# What you need to do
Copy out the items below, substituting "point" for every "marker" and keeping everything else unchanged. Leave the pictures out of your copy.
>> START Input for this task
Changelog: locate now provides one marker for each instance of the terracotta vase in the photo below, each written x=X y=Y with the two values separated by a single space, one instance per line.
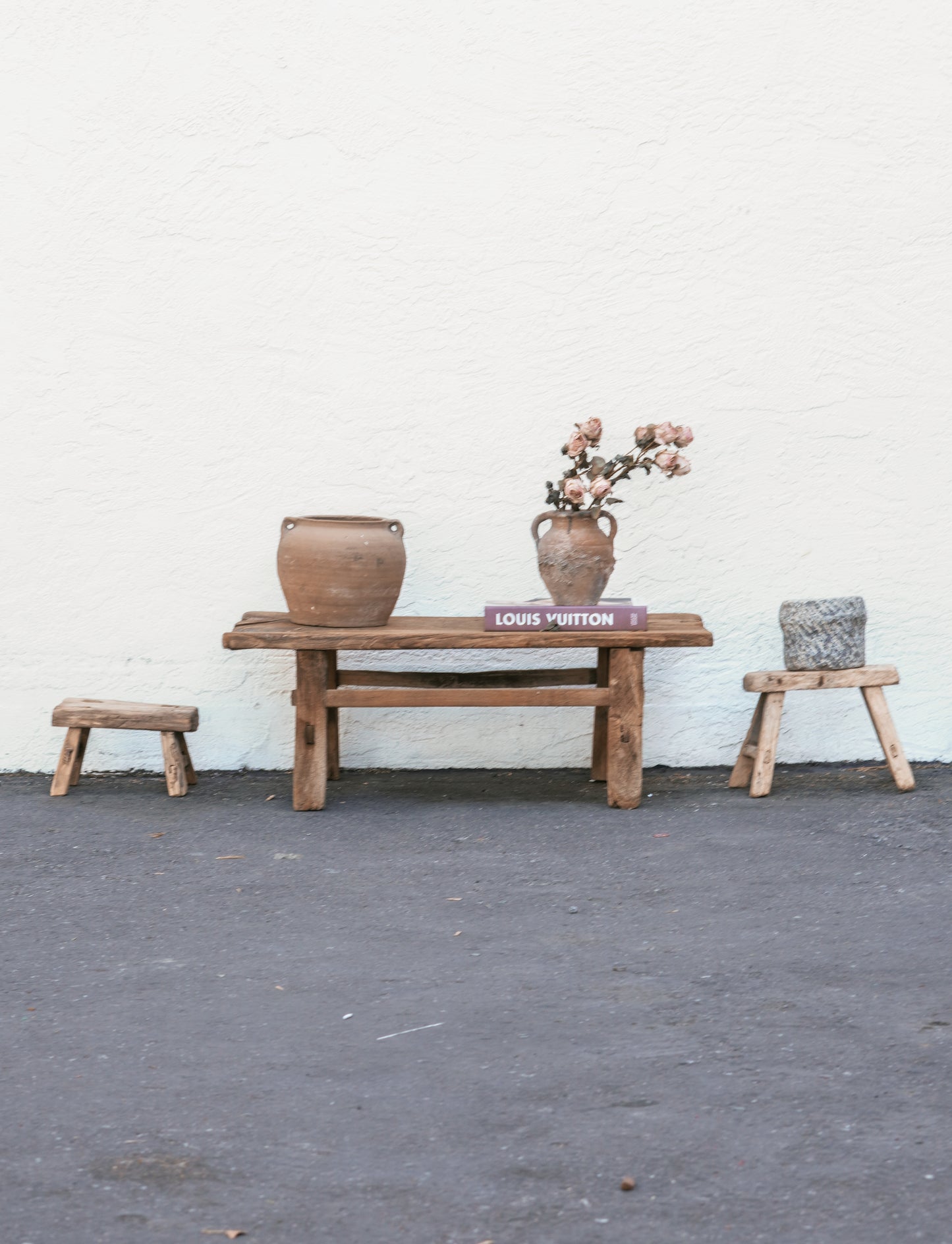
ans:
x=575 y=556
x=339 y=570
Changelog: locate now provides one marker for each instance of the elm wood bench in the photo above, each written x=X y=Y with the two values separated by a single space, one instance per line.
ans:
x=614 y=689
x=81 y=716
x=758 y=752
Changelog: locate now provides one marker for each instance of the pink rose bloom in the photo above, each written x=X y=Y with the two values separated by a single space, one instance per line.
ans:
x=574 y=490
x=576 y=444
x=683 y=438
x=666 y=432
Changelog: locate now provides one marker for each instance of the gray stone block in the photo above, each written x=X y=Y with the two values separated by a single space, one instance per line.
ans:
x=824 y=635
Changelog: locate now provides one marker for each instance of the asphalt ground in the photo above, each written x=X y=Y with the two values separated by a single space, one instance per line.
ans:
x=463 y=1007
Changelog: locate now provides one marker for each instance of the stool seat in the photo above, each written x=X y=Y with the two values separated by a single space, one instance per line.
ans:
x=126 y=716
x=758 y=752
x=171 y=721
x=820 y=679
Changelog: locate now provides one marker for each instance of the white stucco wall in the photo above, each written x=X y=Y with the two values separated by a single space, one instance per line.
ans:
x=278 y=259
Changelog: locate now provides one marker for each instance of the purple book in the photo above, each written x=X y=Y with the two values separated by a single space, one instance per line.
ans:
x=607 y=615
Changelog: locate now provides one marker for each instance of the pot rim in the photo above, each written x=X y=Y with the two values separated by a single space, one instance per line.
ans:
x=571 y=514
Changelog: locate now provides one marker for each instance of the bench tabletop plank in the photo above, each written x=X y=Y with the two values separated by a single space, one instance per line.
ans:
x=267 y=630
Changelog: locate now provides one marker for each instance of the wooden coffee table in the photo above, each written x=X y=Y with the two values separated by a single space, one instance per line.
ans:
x=614 y=689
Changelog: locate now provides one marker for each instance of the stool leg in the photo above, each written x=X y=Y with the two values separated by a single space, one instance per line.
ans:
x=627 y=667
x=310 y=737
x=67 y=772
x=190 y=770
x=600 y=731
x=176 y=779
x=744 y=766
x=766 y=758
x=80 y=754
x=886 y=732
x=334 y=741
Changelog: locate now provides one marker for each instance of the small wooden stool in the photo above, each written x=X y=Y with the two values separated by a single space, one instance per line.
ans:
x=758 y=752
x=81 y=716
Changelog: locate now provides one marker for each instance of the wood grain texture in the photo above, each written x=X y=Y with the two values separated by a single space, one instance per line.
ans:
x=763 y=768
x=190 y=777
x=462 y=697
x=126 y=716
x=627 y=689
x=176 y=778
x=65 y=766
x=266 y=630
x=310 y=735
x=600 y=725
x=819 y=679
x=886 y=733
x=744 y=766
x=447 y=678
x=78 y=759
x=334 y=735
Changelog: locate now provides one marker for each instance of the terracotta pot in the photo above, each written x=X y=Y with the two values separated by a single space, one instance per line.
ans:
x=339 y=570
x=575 y=556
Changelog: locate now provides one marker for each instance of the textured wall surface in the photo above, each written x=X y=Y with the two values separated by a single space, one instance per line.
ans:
x=291 y=259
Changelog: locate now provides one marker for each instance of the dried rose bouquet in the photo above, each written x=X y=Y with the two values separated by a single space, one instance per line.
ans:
x=595 y=477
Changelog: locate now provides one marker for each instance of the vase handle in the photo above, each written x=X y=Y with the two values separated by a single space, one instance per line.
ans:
x=539 y=519
x=613 y=521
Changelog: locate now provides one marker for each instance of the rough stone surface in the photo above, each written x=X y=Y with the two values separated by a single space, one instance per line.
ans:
x=824 y=635
x=302 y=258
x=748 y=1014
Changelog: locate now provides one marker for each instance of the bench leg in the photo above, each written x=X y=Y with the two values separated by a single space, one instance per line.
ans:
x=744 y=766
x=310 y=735
x=190 y=770
x=600 y=731
x=67 y=768
x=627 y=668
x=334 y=742
x=763 y=773
x=886 y=733
x=176 y=779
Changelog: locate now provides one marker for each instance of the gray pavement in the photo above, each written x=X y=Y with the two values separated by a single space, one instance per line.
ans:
x=462 y=1007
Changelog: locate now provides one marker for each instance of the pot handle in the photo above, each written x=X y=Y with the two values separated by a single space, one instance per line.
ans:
x=613 y=521
x=537 y=522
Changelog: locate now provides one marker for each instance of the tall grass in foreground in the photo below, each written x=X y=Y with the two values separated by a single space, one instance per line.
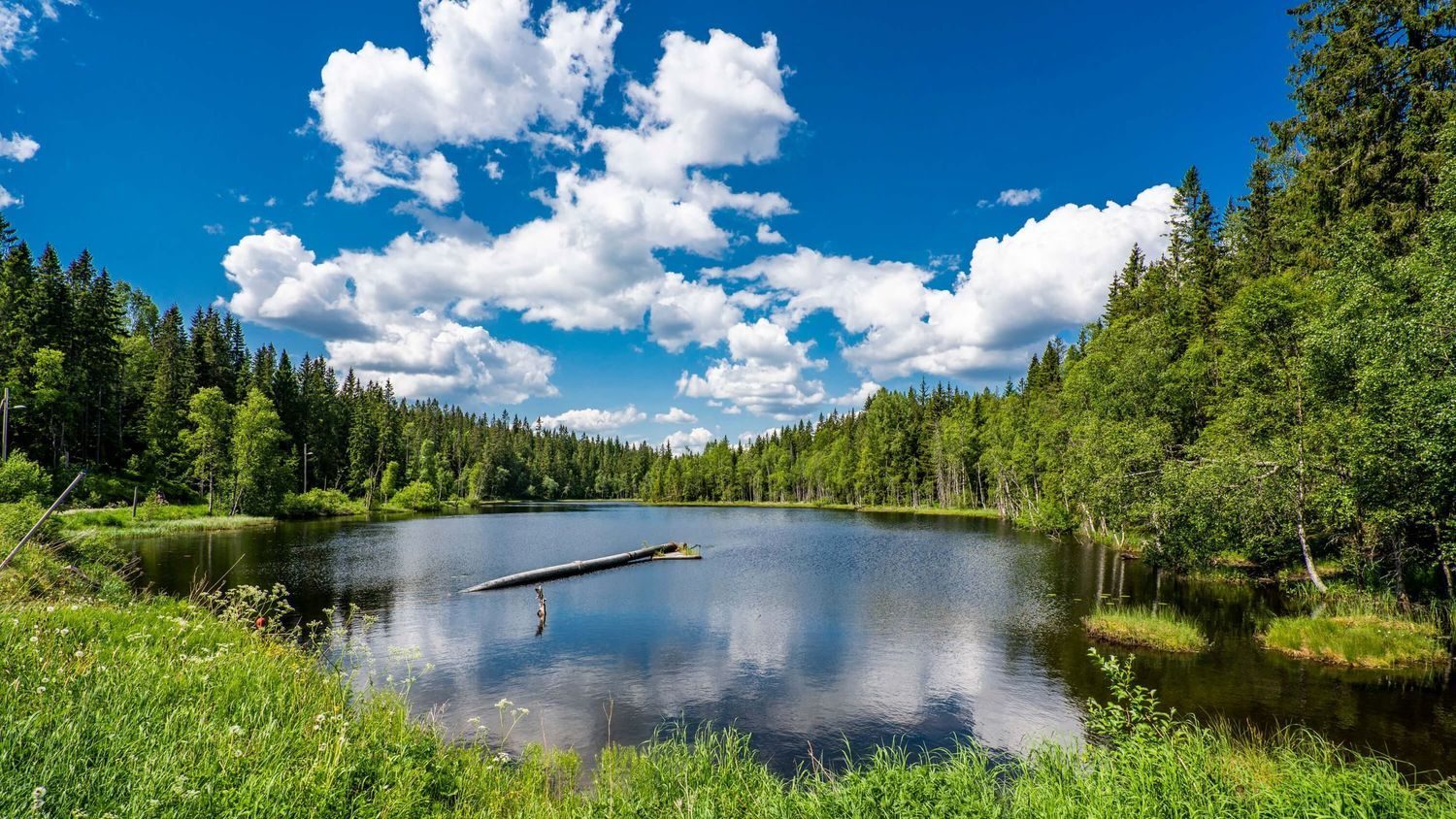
>> END Input for this task
# Solution to the problem
Changelog: locate now provides one point for each instance of the terracotta vase in the photo below, each written x=X y=Y with the two values separated by a single space, one instance per line.
ans:
x=575 y=556
x=339 y=570
Changelog: locate now provides one point for each instance of the elm wood bench in the photo above, each written x=X y=Y with the two values separated by a single space, one instance per line.
ans:
x=614 y=689
x=81 y=716
x=758 y=752
Changelog: locate now provides one point for each instance of the pink rose bloom in the photo above, each written x=X y=Y with the two values separated by a single space, one instance per line.
ans:
x=574 y=490
x=576 y=444
x=683 y=438
x=666 y=432
Changelog: locate now provides one point for each instance of the gray stone block in the photo above, each written x=X y=Y with the two values separated by a single space, one instance per line.
ans:
x=824 y=635
Changelog: locate now provides one point for each instance of the asphalt ground in the photo above, each written x=X y=Y with the two values separated by a single space, one instance per line.
ans:
x=463 y=1007
Changelog: locate now provides one point for each instance of the stool seat in the photo above, each written x=X y=Y with the two values separated by a single space, one instance per line.
ans:
x=126 y=716
x=758 y=752
x=171 y=721
x=820 y=679
Changelog: locate now provides one point for each instance of the white stucco wall in the photo above, each written x=X y=Y with the two values separated by a single space, one instance per line.
ans:
x=278 y=259
Changelog: locate now provides one point for each instance of the purple book in the photo above, each written x=X y=Y with the two values separated by a single space, one instance per line.
ans:
x=607 y=615
Changelog: locate now provides one point for each instance of the pot rim in the photo above, each written x=X y=Y with the two values separated by a single space, one instance per line.
ans:
x=571 y=514
Changelog: locate now provides one point for each instance of the bench tabletop plank in the photo above, each written x=X y=Y with the two values separated by a single space, one instance per line.
ans:
x=267 y=630
Changelog: locate now provides one point for each instance of the wooden coffee table in the photo above, each written x=X y=Y with the two values separated by a single space, one instance per line.
ans:
x=614 y=689
Changelog: locate now provides one point for each instance of the stool leg in the photo above, each written x=X y=Y with the two values separated by a single space, one instance per line.
ans:
x=627 y=667
x=310 y=737
x=67 y=772
x=190 y=770
x=600 y=731
x=176 y=779
x=744 y=766
x=766 y=758
x=80 y=754
x=886 y=732
x=334 y=741
Changelog: locate now provides one point for each instance of the small wooden stool in the photo above, each written x=X y=Y with the two values separated by a single space, one instance per line.
ans:
x=758 y=752
x=81 y=716
Changelog: locate now provides one point for each instance of the wood grain texture in the photo above, each written x=X y=Y with the two values separated by a single space, one instance per line.
ans:
x=763 y=768
x=190 y=777
x=462 y=697
x=126 y=716
x=627 y=689
x=176 y=778
x=65 y=766
x=266 y=630
x=310 y=735
x=600 y=725
x=819 y=679
x=886 y=733
x=744 y=766
x=447 y=678
x=78 y=759
x=334 y=735
Changelog: locate now provides one point for each instance of the terracotta pot in the photo above, each written x=X y=Y with the two values separated by a single space, one instance per line.
ans:
x=339 y=570
x=575 y=556
Changelog: locate now provides one point for each instance of the textured wall surface in the photo above, each written x=X y=Y with the two values separated by a single space, one instance per line.
ans:
x=291 y=259
Changelog: locate now provides one point for each instance of the dried rose bouquet in the photo above, each written x=X y=Y with the two values separated by a single space, one instance per line.
ans:
x=595 y=477
Changelog: locate now provides one point for each instance of the vase handle in the photo above, each written x=X y=Y with the two values separated by a single space, one instance per line.
ans:
x=539 y=519
x=613 y=521
Changelog: locate now provides one point for each instance of the rough stone surface in the photo above, each written x=X y=Y with the two values separated by a single space, one instance per line.
ans:
x=824 y=635
x=302 y=258
x=748 y=1014
Changelog: locate now provides one point for each instance of the bench leg in the photo above, each written x=X y=Y with the two values separated by a single space, one instance per line.
ans:
x=744 y=766
x=310 y=735
x=190 y=770
x=600 y=731
x=67 y=768
x=627 y=668
x=334 y=742
x=763 y=773
x=886 y=733
x=176 y=779
Changelog: locate now provides one point for each instance of the gray pavement in the photo above, each written x=X y=Y with the two values separated by a single space, one instance per line.
ans:
x=462 y=1007
Changelog: locate now provides one point for each instance of the pot handle in the photo above, each written x=X y=Y with the two values separated by a single space, one instance per line.
ans:
x=613 y=521
x=537 y=522
Changelog: locate now provides one point for each instance of the tall grass in foreground in the photo below, each written x=X y=Y with the two values separated by a single space, one instance per line.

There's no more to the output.